STATED PROBLEM 1: Select every line of the records that contains the string "hillside", and copy each of those lines.

Working with MySQL

We introduce the processing of MySQL queries with Python scripts.

MySQL basics

If the MySQL is not started at boot time, then we have to start the daemon manually, as sudoer.

$ sudo mysqld_safe

Starting mysqld daemon with databases
from /usr/local/mysql/data

To shut the MySQL server down, use mysqladmin as sudo mysqladmin shutdown.

To create a database we use the create command with mysqladmin. For example: sudo mysqladmin create mydb. To delete the database we use the drop command with mysqladmin. For exmaple, to delete the database mydb, we do

$ sudo mysqladmin drop mydb
Dropping the database is potentially a very bad thing to do.
Any data stored in the database will be destroyed.

Do you really want to drop the 'mydb' database [y/N] y
Database "mydb" dropped

In the MySQL language, the client which makes requests to the database server is called the monitor mysql. If proper permissions are set, then running mysql should not be done as superuser.

User administration is done via the monitor mysql, running as sudo mysql or a mysql -u root. To certain users we can give specific privileges to certain databases and/or tables within a database.

First we have to create a user account in mysql. For example, for a user name on localhost:

mysql> create user 'name'@'localhost';

There is the possibility to set a password. To grant user with name all privileges on all databases:

mysql> GRANT ALL PRIVILEGES ON *.* TO 'name'@'localhost';

Replacing the wild card * by specific names of databases and/or tables allows to restrict the privileges to certain databases and/or tables.

After the user administration, mysql runs under a regular user account.

$ mysql
Welcome to the MySQL monitor.  Commands end with ; or \g.
Your MySQL connection id is 1
Server version: 5.5.29 MySQL Community Server (GPL)

Copyright (c) 2000, 2012, Oracle and/or its affiliates. All rights reserved.

Oracle is a registered trademark of Oracle Corporation and/or its
affiliates. Other names may be trademarks of their respective
owners.

Type 'help;' or '\h' for help. Type '\c' to clear the current input statement.

mysql>

Leaving mysql, happens via the exit command.

DATA ENTRIES:

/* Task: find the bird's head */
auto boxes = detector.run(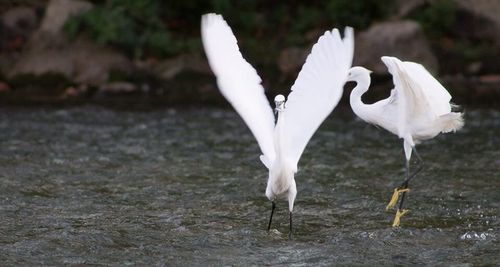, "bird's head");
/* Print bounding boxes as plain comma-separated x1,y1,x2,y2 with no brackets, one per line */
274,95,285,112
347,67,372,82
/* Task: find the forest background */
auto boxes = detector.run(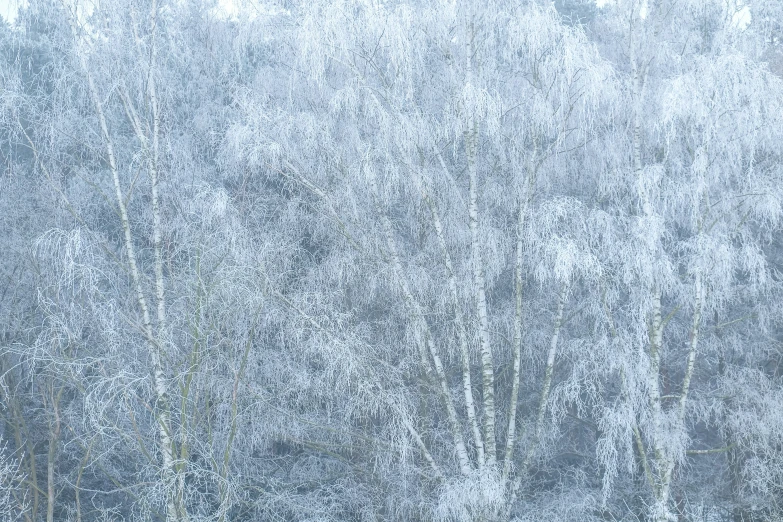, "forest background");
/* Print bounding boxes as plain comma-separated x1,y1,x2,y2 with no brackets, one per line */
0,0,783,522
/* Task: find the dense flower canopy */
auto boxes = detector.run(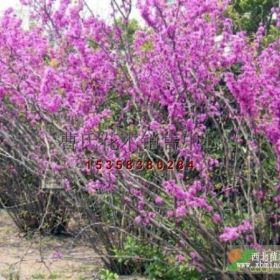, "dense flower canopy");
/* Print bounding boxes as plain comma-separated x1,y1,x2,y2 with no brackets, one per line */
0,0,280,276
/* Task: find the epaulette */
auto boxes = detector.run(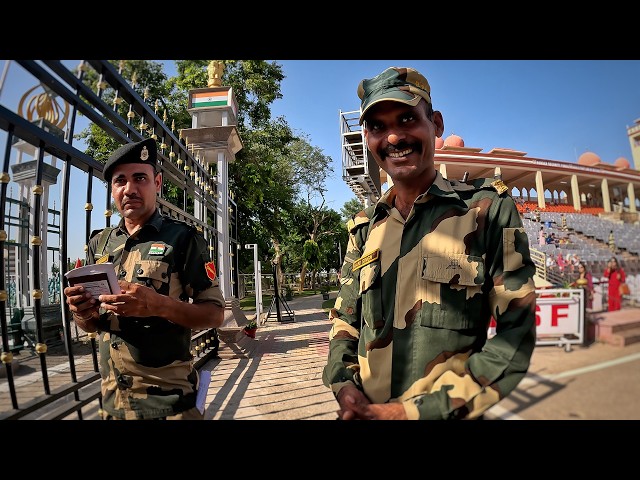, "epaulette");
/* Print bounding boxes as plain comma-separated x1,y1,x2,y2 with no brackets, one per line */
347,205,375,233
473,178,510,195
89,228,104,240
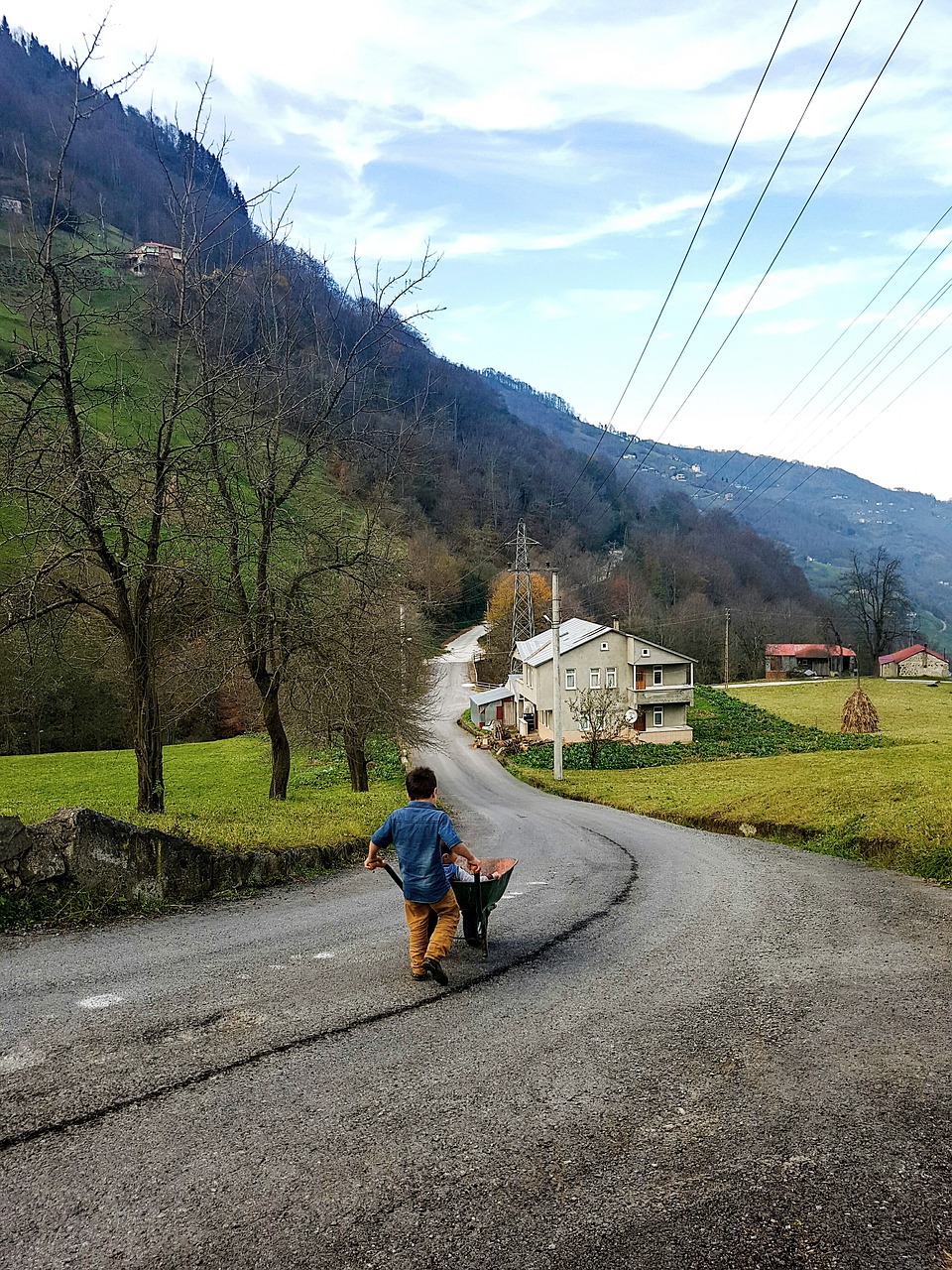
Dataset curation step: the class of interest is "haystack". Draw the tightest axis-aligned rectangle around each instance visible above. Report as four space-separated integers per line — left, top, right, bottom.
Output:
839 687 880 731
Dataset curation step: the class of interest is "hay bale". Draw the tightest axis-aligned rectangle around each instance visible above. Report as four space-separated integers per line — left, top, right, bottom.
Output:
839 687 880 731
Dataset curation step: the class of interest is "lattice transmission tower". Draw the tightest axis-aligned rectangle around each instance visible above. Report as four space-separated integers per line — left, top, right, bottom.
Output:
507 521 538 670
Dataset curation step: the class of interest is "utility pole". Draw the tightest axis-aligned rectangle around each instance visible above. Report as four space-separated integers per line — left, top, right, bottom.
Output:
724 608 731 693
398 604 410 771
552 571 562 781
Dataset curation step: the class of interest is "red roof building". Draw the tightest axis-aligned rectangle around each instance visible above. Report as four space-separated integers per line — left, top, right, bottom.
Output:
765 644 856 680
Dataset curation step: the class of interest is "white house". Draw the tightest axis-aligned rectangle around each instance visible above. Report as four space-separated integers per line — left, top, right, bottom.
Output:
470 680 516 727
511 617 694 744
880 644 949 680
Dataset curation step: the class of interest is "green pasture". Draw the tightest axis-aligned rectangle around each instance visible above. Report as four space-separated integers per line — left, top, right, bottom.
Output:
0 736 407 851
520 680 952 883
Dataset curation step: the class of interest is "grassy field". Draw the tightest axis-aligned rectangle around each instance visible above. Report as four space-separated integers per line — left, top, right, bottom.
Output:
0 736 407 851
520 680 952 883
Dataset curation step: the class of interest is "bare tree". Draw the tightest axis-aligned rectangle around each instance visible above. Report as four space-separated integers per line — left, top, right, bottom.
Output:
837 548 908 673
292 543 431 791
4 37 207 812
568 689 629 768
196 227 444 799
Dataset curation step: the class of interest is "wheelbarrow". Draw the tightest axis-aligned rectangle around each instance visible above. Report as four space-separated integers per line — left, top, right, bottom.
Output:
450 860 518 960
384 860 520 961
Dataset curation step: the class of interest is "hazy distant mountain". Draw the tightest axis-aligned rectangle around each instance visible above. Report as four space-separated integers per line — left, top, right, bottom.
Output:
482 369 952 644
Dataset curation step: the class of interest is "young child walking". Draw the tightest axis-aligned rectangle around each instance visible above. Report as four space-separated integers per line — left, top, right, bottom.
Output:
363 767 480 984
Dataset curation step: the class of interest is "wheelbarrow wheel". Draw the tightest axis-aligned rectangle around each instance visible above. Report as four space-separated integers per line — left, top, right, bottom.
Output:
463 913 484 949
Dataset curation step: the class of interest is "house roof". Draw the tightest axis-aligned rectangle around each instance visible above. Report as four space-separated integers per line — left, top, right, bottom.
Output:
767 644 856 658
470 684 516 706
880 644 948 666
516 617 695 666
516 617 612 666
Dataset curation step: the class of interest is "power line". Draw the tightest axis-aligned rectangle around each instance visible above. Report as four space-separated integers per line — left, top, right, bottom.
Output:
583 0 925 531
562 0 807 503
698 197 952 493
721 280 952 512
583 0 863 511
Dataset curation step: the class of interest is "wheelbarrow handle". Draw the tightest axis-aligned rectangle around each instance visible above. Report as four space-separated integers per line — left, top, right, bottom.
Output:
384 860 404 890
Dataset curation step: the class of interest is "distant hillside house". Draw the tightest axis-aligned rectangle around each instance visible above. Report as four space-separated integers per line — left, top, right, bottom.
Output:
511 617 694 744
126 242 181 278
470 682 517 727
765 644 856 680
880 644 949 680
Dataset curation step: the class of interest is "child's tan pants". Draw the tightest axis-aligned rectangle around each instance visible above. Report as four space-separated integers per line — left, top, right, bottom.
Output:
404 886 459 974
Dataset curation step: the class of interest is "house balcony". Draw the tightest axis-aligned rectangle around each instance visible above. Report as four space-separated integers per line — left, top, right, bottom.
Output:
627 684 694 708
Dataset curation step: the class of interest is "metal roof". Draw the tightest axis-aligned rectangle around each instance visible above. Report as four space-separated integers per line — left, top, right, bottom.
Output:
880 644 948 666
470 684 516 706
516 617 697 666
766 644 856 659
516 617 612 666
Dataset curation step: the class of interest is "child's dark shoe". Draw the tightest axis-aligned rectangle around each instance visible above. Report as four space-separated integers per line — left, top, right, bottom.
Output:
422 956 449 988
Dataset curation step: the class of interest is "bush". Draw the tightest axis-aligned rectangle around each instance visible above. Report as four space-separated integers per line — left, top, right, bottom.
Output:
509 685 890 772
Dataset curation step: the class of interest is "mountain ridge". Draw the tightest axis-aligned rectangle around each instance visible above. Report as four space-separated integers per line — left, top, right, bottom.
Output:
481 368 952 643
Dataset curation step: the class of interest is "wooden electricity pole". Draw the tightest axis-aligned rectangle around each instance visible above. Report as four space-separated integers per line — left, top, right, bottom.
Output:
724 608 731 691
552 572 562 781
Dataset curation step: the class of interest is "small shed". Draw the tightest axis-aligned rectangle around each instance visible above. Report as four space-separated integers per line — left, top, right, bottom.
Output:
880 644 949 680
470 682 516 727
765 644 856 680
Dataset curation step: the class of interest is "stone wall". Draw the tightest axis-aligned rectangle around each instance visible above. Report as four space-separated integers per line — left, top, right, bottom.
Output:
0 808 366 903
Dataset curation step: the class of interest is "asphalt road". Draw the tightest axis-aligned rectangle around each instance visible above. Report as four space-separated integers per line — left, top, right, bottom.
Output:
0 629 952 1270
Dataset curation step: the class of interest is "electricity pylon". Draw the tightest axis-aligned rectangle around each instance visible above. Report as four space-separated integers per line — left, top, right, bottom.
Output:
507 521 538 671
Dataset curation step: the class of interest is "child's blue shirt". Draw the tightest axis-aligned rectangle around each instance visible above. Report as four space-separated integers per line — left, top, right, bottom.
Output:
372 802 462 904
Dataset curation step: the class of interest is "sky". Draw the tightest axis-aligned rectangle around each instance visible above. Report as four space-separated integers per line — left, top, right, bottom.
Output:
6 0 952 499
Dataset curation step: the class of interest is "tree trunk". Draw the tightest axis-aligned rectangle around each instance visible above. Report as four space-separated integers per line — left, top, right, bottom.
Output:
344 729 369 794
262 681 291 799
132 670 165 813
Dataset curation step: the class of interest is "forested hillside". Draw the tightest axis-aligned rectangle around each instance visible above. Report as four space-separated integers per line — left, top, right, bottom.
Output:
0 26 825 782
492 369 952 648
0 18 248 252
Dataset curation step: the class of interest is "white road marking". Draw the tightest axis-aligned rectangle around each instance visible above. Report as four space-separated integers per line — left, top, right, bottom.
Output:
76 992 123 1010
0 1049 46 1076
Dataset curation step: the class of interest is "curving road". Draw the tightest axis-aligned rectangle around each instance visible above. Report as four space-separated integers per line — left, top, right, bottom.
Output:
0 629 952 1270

STATED PROBLEM 2:
Answer these questions from the text on working with MySQL:
(a) What command starts the MySQL daemon manually?
(b) What is the client that makes requests to the database server called?
(c) Which command is used to leave mysql?

CORRECT RESPONSE 1:
Dataset curation step: the class of interest is "distant hillside house". Draw the tightest axis-aligned rectangle around each instance visible above. Report as four space-separated integers per line — left, top, right, bottom.
Dataset curation step: the class of interest is "forested hillside". Draw the tightest axis-aligned rectangle around each instance visible above. Report as four space-separated integers per line — left, top, right, bottom.

CORRECT RESPONSE 2:
(a) sudo mysqld_safe
(b) The monitor mysql
(c) The exit command